#### [Text shown]
---*---
We can see this in our simulation results. The chart below assigns each member of the initial population, and their children, a unique color. The simulation starts out with 100 different colors (one for each member of the population), but this quickly gets winnowed down to a much smaller number. After a few generations, the population is one uniform color, all descendents of one particular member of the initial population. (This chart is from one particular simulation run, but repeated runs will show the same behavior.)

If we redo the color coding whenever the population reaches the point where everyone is descended from a single ancestor, we see that this happens repeatedly. In the chart below, the population at generation 48 are all descendants of one particular member of the population who lived in generation 25. At generation 80, they’re all descendants of one particular member alive from generation 48.

In evolutionary biology, this phenomenon is known as “clonal interference”: if two different beneficial mutations arise in different members of the population of the same generation they can’t be shared and so they end up competing against each other, and one beneficial mutation ultimately gets wiped out.

Image of clonal interference via wikipedia. In the bottom image of an asexually reproducing population, beneficial mutations “B” and “A” appear in different lineages, but then “B” is wiped out, only reoccuring later through mutation and subsequently spreading through the population. In the top representation of a sexually reproducing population, B and A independently arise but can quickly be shared, spreading through the population much faster.

With a sexually reproducing population, on the other hand, useful mutations can be shared much more easily. In an asexual population, a member has one parent, one grandparent, one great-grandparent, and so on. But in a sexual population, a member has two parents, four grandparents, eight great-grandparents, etc. Beneficial variation from earlier generations can spread much more easily.

We can see this in the graph below, which shows the proportion of genes of the original members of a sexually reproducing population represented in the gene pool at any given time. We can see that the proportion stays very high: genes from almost 75% of the original population are found in the population after 34 generations. In the asexual population, this was 1% (and would be even lower in larger populations, since it’s just 1/total starting population).

We previously noted that Brian Arthur’s circuit simulation took advantage of modularity, finding useful subcomponents, locking in their designs, and then using those to build more complex technologies. Once the simulation finds a 3-way AND gate, it can use that to make a 4-way AND gate, which it can use to make a 5-way AND gate. We likewise noted that if you’re trying to build an 8-bit adder by randomly combining NAND gates together, it’s vastly easier if you can add one NAND gate at a time and verify you’re correct than if you have to guess all 68 gates at once.

You can think of this like someone solving a combination lock. A lock with a five-digit combination, with 100 possible values for each digit, has 100^5 = 10 billion possible combinations. Trying combinations one by one would take forever.

Technological modularity is like being a skilled lockpick that can check whether each individual digit attempted on a combination is correct (maybe by listening carefully you can hear a telltale “click” when the dial is in the right spot). Now instead of searching over 10 billion possible combinations, you’re doing five searches over 100 possible values each, or 500 possibilities total. The space of possible options that must be considered is vastly reduced.
---*---
#### [Entries shown]
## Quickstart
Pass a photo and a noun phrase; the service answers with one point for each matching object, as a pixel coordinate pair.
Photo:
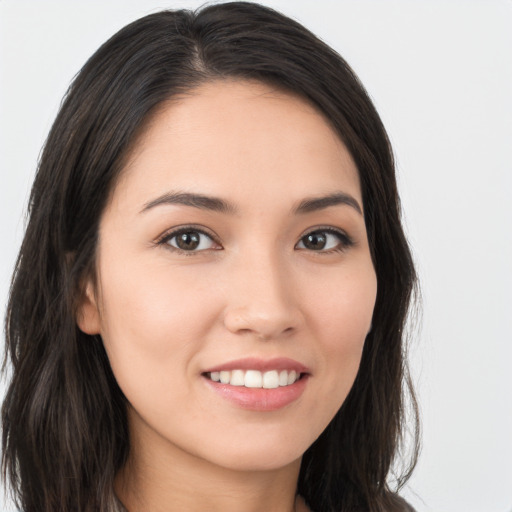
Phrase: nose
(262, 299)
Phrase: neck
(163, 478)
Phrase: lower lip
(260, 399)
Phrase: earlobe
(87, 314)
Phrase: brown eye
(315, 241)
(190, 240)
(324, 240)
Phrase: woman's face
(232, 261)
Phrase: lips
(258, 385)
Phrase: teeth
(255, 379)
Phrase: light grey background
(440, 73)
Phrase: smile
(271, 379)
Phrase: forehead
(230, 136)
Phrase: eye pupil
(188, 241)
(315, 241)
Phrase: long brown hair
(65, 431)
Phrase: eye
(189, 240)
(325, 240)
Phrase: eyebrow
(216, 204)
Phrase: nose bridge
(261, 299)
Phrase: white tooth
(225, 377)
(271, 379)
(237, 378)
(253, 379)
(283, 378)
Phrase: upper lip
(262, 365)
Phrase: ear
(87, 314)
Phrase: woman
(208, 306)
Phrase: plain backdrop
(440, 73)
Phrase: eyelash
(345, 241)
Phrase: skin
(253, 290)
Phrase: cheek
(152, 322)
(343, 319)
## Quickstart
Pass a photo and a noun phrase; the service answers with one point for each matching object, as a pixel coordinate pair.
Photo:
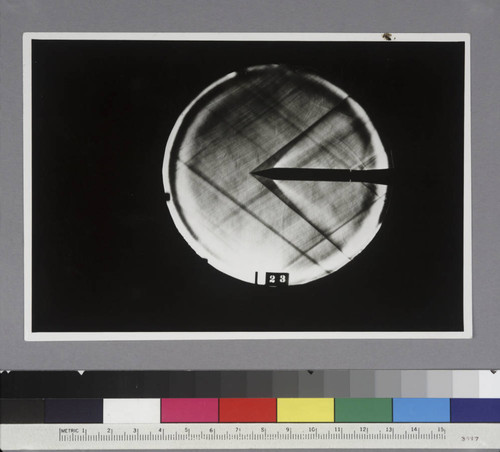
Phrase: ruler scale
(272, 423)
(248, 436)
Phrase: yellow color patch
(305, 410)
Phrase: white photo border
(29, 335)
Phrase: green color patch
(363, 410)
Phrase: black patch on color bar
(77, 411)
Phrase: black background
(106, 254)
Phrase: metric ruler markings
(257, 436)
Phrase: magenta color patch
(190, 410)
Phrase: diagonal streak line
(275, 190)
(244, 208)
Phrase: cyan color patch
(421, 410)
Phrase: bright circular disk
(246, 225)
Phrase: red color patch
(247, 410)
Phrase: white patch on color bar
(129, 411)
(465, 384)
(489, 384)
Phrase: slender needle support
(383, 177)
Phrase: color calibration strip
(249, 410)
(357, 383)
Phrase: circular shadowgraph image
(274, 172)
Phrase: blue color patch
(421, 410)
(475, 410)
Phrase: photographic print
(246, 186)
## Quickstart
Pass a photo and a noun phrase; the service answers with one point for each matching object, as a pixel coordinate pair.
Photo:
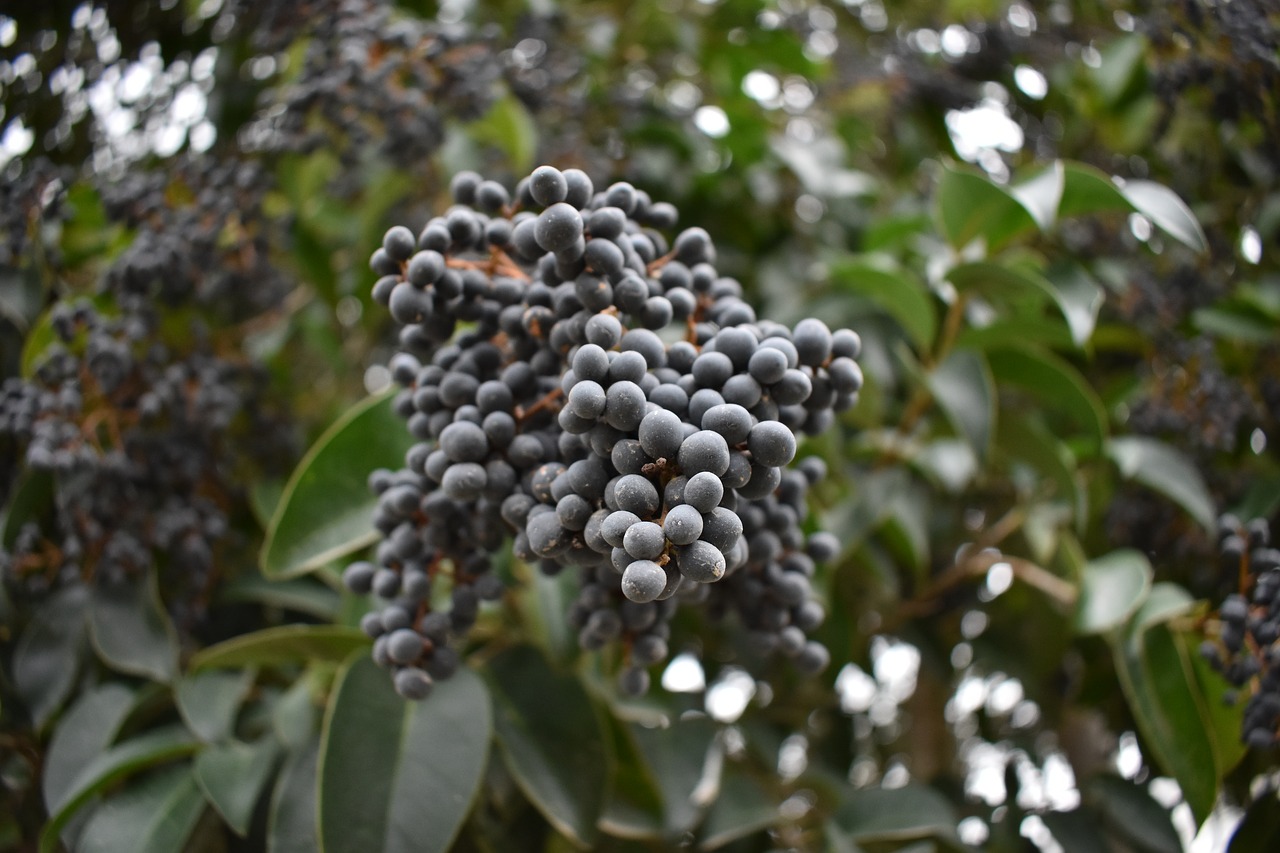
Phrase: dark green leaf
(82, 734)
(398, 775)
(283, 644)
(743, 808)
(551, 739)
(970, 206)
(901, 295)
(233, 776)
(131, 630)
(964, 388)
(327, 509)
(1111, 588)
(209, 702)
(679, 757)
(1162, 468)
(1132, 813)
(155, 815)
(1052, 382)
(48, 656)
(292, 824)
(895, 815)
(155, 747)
---*---
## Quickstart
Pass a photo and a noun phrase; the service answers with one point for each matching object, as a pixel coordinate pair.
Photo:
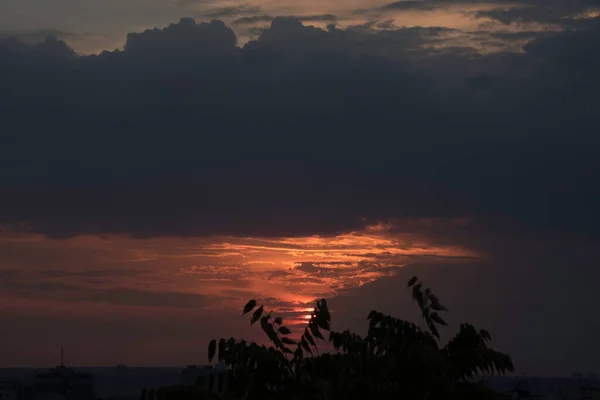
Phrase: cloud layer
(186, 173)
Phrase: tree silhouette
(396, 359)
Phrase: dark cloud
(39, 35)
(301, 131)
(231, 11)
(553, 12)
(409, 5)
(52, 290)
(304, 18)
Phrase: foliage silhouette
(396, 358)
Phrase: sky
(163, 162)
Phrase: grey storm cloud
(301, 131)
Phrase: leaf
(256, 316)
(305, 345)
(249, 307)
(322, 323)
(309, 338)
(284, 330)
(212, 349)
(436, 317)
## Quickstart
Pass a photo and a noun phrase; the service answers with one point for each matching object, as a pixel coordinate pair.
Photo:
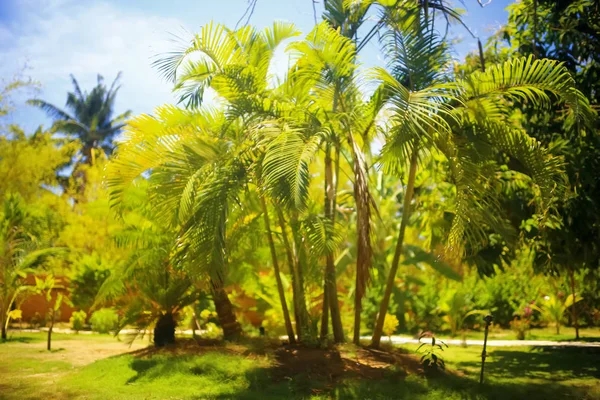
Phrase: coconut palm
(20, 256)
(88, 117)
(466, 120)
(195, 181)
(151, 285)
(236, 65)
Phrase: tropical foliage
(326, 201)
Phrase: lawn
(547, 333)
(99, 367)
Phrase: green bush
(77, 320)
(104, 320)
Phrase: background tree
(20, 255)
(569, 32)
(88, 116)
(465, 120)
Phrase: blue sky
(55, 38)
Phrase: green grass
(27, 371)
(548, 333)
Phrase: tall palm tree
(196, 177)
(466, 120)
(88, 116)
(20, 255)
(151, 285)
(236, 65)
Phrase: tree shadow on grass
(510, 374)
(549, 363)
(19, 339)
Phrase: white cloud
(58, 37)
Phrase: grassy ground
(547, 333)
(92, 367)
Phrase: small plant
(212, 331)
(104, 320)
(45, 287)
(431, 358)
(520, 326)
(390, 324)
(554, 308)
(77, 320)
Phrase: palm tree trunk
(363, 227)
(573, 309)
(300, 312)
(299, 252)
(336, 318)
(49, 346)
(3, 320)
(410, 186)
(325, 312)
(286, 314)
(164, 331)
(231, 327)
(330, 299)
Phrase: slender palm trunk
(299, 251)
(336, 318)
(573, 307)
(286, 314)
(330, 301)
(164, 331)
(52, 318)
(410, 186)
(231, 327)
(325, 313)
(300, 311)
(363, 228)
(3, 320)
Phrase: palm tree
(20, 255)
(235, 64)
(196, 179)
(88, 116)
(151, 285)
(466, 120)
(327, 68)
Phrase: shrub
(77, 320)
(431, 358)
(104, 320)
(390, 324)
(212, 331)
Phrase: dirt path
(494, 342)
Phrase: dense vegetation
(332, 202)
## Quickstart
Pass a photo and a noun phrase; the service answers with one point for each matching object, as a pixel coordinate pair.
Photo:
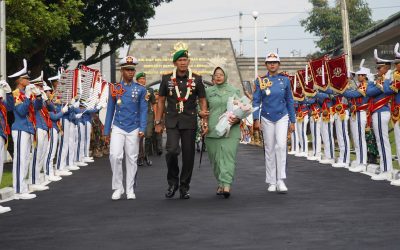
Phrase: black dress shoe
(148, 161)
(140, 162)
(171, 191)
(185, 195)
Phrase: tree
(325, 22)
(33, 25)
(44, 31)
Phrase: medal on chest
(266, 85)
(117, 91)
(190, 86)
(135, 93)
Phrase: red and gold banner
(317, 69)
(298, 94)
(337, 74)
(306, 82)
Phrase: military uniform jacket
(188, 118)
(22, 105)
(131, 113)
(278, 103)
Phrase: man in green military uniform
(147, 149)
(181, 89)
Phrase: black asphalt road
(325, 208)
---*---
#### [What this exercise asks]
1. In the passage on clonal interference and modularity, how many possibilities in total does the skilled lockpick have to search?
2. Copy the part of the passage on clonal interference and modularity that opens with the words containing "You can think" and closes with "would take forever.".
3. Proceed with the passage on clonal interference and modularity, picking up after its final sentence.

#### [Expected responses]
1. 500 possibilities (five searches over 100 possible values each).

2.
You can think of this like someone solving a combination lock. A lock with a five-digit combination, with 100 possible values for each digit, has 100^5 = 10 billion possible combinations. Trying combinations one by one would take forever.

3.
Sexual reproduction is, as I understand it, doing something similar: by letting genes from two parents be combined to form children, it effectively lets the fitness of each gene be tested independently, turning the search from something like “find the best 200-gene genome” to something closer to 200 parallel “find the best gene at this location” searches. In our combination lock analogy, the modular circuit simulation is sort of like turning the dial until you hear a “click,” which indicates that the given number is correct. Sexual reproduction is more like trying a bunch of different random combinations, getting back a score for “how close this combination is to being solved,” and using that to infer which “dials” are correct. The search space is correspondingly greatly narrowed, and the search proceeds much faster.

With Arthur’s technological search, we couched this reduction in terms of information theory, calculating the bits of information gleaned per iteration. (As a reminder, a “bit” is just “something that cuts the number of possibilities to consider in half.”) In our 8-bit adder, 68 NAND gate search, finding the working arrangement required narrowing down 2^853 possibilities, or 853 bits. Trying to get all 68 gates right at once got us less than 0.000001 bits per attempt, requiring a long and painful search. But with modularity — going gate-by-gate and knowing whether each gate is in the correct location — we accumulate information much faster, around 0.003 bits per attempt (3,000x faster than nonmodular search).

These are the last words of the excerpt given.